┌─ Data

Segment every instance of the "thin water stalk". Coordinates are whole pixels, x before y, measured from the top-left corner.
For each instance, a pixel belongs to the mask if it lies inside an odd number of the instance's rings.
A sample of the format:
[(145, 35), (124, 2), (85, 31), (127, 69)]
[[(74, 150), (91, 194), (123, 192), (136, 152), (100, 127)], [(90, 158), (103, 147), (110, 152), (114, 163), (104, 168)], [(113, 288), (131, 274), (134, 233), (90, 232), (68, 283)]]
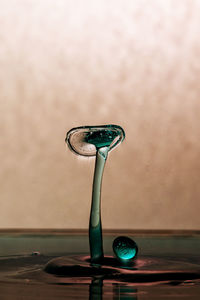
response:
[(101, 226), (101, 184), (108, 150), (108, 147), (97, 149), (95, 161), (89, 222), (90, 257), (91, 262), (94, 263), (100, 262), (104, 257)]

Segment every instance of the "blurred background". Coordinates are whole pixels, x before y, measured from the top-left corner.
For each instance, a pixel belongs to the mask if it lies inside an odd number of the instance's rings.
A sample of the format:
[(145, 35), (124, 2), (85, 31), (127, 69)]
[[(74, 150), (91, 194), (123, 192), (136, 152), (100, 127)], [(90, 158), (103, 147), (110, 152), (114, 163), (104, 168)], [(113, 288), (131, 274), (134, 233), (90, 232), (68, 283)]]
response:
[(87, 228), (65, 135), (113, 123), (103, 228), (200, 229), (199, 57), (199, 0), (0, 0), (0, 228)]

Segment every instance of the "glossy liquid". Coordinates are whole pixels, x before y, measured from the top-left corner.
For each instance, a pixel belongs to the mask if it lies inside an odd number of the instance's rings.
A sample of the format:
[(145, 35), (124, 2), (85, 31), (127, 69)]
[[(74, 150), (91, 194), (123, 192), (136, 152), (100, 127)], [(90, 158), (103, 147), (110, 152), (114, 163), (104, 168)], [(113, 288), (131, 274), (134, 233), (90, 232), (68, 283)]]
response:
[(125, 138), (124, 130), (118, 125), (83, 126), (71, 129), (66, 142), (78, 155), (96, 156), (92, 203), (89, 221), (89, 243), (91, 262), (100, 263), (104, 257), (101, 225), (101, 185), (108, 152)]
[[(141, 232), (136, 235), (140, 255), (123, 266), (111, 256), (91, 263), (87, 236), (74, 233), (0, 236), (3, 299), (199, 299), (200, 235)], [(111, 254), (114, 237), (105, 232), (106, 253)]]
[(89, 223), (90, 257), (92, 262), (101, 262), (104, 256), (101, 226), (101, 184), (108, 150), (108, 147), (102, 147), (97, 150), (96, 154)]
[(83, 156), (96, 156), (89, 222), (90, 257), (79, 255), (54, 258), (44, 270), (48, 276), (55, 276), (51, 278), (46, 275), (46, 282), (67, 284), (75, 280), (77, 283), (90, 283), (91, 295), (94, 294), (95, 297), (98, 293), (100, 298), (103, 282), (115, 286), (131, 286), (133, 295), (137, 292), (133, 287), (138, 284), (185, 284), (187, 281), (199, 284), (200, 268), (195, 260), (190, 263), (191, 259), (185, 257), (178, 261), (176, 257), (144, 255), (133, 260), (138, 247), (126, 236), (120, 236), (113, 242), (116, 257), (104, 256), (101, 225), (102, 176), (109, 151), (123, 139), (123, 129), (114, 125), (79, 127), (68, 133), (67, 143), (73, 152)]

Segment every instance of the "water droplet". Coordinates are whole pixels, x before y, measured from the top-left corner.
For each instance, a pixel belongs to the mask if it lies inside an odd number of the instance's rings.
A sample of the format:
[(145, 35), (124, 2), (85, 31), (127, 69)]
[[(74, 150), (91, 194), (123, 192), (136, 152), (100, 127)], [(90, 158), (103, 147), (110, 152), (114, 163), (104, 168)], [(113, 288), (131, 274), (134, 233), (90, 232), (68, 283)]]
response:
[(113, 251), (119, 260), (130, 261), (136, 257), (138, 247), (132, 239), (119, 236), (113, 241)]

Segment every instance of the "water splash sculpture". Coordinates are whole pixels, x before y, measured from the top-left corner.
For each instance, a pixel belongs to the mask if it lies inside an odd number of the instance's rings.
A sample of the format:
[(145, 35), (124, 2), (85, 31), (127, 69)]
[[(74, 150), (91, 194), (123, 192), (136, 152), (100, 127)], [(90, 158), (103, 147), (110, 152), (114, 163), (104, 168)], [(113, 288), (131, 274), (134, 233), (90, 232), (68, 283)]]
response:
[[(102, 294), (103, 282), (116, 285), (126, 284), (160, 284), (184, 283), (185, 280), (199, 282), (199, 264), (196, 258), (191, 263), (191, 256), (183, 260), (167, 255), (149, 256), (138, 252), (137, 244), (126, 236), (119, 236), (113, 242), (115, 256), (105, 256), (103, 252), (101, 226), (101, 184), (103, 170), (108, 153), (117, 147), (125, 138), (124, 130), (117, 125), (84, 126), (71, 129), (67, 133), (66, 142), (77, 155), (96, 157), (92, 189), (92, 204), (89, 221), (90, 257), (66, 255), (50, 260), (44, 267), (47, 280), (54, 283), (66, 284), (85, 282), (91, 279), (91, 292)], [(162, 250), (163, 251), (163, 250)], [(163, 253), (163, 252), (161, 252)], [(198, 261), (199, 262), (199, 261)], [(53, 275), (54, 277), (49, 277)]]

└─

## [Problem details]
Every line of the records above should be reproduced exactly, with no pictures included.

## [Output]
Segment every instance of the "thin water stalk". Coordinates are whole pixels, x before y, measured from the top-left corner.
For each instance, a pixel belongs to the mask if it lies inside an odd number of the instance's rings.
A sample of the format:
[(145, 35), (124, 2), (85, 31), (127, 69)]
[[(74, 150), (91, 194), (123, 192), (136, 152), (100, 127)], [(90, 158), (103, 147), (110, 152), (114, 163), (104, 168)], [(113, 288), (131, 274), (134, 233), (90, 232), (68, 283)]]
response:
[(101, 226), (101, 184), (108, 150), (108, 147), (97, 149), (95, 161), (89, 222), (90, 257), (91, 262), (94, 263), (100, 262), (104, 257)]

Segment every instance of the "blurred background". Coordinates are whole pixels, x before y, measured from the top-left corner.
For each instance, a pixel belongs to the mask if it lies inside an odd number of the instance's rings.
A sample of the format:
[(145, 35), (124, 2), (85, 31), (127, 69)]
[[(74, 150), (91, 194), (123, 192), (136, 152), (100, 127)], [(90, 158), (103, 147), (110, 152), (114, 163), (104, 168)], [(113, 288), (131, 274), (134, 233), (90, 232), (68, 283)]]
response:
[(87, 228), (65, 135), (113, 123), (103, 228), (200, 229), (199, 57), (199, 0), (0, 0), (0, 228)]

Segment every instance of the "glossy liquid". Coordinates are whole pixels, x before y, measured from the top-left corner.
For each instance, a pixel belongs to the mask if it lies inside an odd number of the instance's rings.
A sample of the format:
[(145, 35), (124, 2), (85, 31), (127, 69)]
[[(74, 150), (91, 194), (123, 192), (136, 152), (100, 127)], [(90, 158), (103, 147), (110, 152), (114, 163), (104, 168)], [(113, 288), (131, 274), (134, 233), (90, 232), (68, 283)]]
response:
[(125, 138), (124, 130), (118, 125), (83, 126), (71, 129), (66, 142), (78, 155), (96, 156), (92, 203), (89, 221), (89, 243), (91, 262), (100, 263), (104, 257), (101, 225), (101, 185), (108, 152)]
[[(141, 232), (136, 235), (140, 255), (123, 266), (111, 256), (91, 263), (87, 236), (74, 233), (0, 236), (3, 299), (199, 299), (200, 235)], [(111, 254), (114, 237), (105, 232), (106, 253)]]
[(89, 223), (90, 257), (92, 262), (101, 262), (104, 256), (101, 226), (101, 184), (108, 150), (108, 147), (102, 147), (97, 150), (96, 154)]
[(83, 156), (96, 156), (89, 222), (90, 257), (79, 255), (54, 258), (44, 270), (48, 276), (55, 276), (51, 278), (46, 275), (46, 282), (67, 284), (75, 280), (77, 283), (90, 283), (91, 295), (94, 294), (95, 297), (98, 293), (100, 298), (103, 282), (115, 286), (131, 286), (133, 295), (137, 292), (133, 287), (138, 284), (185, 284), (187, 281), (199, 284), (200, 268), (195, 260), (190, 263), (191, 259), (185, 257), (178, 261), (176, 257), (144, 255), (133, 260), (138, 247), (126, 236), (120, 236), (113, 242), (116, 257), (104, 256), (101, 225), (102, 176), (109, 151), (123, 139), (123, 129), (114, 125), (79, 127), (68, 133), (67, 143), (73, 152)]

Segment every instance of the "water droplet". Coordinates are whole pixels, x before y, measured from the top-left corner.
For each instance, a pixel belongs to the mask if it lies inside an odd number of the instance's rings.
A sample of the format:
[(145, 35), (124, 2), (85, 31), (127, 69)]
[[(74, 150), (91, 194), (123, 192), (136, 152), (100, 127)], [(90, 158), (103, 147), (110, 152), (114, 163), (104, 168)], [(113, 288), (131, 274), (134, 233), (90, 232), (68, 283)]]
response:
[(113, 251), (119, 260), (130, 261), (136, 257), (138, 247), (132, 239), (119, 236), (113, 241)]

Segment every instance of the "water splash sculpture". Coordinates are whole pixels, x before y, measured from the top-left corner.
For each instance, a pixel belongs to the mask if it lies inside an odd number of the instance's rings.
A sample of the format:
[(145, 35), (124, 2), (85, 31), (127, 69)]
[[(74, 150), (91, 194), (123, 192), (136, 152), (100, 127)], [(90, 158), (103, 147), (110, 152), (114, 163), (104, 168)], [(113, 288), (131, 274), (134, 233), (90, 232), (68, 283)]]
response:
[[(102, 294), (103, 282), (116, 285), (126, 284), (160, 284), (184, 283), (185, 280), (199, 282), (199, 264), (196, 258), (191, 263), (191, 256), (183, 260), (167, 255), (149, 256), (138, 252), (137, 244), (126, 236), (119, 236), (113, 242), (115, 256), (105, 256), (103, 252), (101, 226), (101, 184), (103, 170), (108, 153), (117, 147), (125, 138), (124, 130), (117, 125), (84, 126), (71, 129), (67, 133), (66, 142), (77, 155), (96, 157), (92, 189), (92, 204), (89, 221), (90, 257), (66, 255), (50, 260), (44, 267), (47, 280), (54, 283), (66, 284), (85, 282), (91, 279), (91, 292)], [(162, 250), (163, 251), (163, 250)], [(163, 253), (163, 252), (161, 252)], [(198, 261), (199, 262), (199, 261)], [(53, 275), (54, 277), (49, 277)]]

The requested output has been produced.